### INFORMATION

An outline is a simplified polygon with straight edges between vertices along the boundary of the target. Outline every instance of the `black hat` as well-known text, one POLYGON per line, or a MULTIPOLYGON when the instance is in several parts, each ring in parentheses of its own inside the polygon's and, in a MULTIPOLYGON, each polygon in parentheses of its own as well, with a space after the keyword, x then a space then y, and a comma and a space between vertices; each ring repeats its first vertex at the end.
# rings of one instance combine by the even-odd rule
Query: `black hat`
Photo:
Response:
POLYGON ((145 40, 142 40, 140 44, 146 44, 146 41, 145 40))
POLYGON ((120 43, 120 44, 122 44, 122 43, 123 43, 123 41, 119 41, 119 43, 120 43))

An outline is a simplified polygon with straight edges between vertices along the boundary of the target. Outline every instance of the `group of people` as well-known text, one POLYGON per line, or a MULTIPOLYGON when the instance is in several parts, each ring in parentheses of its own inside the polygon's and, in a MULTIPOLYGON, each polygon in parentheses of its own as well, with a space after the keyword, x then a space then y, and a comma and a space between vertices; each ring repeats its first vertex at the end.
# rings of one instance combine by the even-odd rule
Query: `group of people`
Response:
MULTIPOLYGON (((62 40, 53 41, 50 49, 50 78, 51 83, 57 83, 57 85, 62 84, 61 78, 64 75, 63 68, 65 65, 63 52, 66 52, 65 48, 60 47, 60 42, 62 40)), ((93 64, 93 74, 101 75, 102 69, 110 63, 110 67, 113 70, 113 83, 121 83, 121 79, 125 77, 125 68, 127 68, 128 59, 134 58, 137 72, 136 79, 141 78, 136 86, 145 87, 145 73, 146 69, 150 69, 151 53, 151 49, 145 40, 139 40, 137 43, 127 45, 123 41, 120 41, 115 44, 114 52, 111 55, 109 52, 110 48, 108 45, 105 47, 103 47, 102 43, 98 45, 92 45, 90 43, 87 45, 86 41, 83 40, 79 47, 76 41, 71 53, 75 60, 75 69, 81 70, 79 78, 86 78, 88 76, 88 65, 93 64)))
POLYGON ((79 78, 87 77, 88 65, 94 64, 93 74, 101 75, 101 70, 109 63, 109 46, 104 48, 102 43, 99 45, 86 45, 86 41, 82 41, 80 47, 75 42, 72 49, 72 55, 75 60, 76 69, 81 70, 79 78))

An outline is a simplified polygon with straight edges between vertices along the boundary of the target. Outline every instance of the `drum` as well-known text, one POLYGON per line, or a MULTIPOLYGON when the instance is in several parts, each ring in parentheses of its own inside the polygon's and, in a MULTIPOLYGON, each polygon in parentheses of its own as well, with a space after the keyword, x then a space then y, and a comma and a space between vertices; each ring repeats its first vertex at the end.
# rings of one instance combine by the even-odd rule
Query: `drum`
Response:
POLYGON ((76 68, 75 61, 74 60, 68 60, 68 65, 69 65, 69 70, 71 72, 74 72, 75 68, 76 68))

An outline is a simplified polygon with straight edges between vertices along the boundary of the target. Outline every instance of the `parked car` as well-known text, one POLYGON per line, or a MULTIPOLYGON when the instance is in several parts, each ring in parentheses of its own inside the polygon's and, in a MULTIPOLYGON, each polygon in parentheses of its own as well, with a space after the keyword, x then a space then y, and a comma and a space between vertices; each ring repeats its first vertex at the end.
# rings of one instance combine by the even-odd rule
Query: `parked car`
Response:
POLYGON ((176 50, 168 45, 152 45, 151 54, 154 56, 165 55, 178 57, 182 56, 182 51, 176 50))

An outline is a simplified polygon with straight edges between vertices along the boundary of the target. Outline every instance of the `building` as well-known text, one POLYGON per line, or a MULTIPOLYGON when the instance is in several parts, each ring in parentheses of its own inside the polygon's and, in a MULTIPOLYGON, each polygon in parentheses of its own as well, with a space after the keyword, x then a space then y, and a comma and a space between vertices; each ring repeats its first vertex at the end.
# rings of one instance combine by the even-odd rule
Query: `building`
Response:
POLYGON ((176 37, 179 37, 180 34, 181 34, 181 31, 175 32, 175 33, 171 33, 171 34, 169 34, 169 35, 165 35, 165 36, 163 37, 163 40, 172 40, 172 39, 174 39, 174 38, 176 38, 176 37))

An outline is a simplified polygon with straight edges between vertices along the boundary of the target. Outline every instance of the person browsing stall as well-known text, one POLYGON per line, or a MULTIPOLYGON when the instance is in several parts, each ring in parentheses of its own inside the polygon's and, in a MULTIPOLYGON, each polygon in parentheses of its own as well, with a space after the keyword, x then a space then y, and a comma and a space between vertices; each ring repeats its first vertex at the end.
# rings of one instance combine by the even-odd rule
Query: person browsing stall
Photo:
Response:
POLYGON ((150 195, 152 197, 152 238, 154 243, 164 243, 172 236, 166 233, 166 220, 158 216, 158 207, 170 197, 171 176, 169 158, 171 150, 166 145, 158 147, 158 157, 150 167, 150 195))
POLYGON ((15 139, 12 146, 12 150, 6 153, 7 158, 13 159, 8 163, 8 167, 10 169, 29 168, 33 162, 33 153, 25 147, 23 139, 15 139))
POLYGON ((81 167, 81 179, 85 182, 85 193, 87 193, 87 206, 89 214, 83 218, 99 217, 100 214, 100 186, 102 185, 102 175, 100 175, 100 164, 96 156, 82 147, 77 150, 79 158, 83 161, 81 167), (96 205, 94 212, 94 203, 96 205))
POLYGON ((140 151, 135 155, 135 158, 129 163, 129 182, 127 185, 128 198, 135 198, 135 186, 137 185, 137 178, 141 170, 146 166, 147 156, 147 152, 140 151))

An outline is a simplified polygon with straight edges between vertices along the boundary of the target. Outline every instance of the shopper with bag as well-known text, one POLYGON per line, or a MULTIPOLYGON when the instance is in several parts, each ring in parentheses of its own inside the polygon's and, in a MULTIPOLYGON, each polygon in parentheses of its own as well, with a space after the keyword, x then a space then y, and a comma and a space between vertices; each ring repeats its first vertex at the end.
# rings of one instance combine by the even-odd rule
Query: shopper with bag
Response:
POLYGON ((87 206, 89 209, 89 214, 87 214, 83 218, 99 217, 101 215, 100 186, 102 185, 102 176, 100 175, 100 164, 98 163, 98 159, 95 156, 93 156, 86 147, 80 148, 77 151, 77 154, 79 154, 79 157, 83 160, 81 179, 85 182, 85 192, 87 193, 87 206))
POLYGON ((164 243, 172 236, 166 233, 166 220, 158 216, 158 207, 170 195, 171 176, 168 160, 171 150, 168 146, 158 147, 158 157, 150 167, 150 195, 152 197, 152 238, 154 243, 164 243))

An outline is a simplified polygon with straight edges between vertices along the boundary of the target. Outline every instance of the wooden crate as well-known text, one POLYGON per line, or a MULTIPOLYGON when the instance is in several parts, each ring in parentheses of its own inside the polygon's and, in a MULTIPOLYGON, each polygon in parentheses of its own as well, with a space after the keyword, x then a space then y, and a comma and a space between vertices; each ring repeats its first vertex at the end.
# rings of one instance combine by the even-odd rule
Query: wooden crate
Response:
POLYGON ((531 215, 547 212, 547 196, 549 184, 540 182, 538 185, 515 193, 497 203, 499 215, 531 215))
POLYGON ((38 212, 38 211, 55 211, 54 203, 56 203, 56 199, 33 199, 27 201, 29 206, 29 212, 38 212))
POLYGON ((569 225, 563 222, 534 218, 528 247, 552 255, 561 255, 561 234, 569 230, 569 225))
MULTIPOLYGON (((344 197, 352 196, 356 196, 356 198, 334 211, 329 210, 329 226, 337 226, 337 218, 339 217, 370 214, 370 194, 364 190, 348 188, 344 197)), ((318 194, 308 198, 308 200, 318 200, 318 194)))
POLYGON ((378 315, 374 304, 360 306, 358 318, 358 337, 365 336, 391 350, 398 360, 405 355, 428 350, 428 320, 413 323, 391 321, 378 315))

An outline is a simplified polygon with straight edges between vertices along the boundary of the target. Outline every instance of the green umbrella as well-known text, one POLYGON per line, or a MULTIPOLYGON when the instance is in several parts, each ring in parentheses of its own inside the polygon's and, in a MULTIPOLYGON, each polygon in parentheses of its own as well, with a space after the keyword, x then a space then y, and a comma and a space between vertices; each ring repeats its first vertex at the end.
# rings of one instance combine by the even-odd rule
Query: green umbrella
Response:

######

REQUIREMENT: What lines above hold the word "Query"? List them all.

FINISHED TASK:
Query: `black hat`
Query: `group of people`
Query: `drum`
Query: `parked car`
Query: `building`
Query: person browsing stall
Query: shopper with bag
Query: wooden crate
Query: green umbrella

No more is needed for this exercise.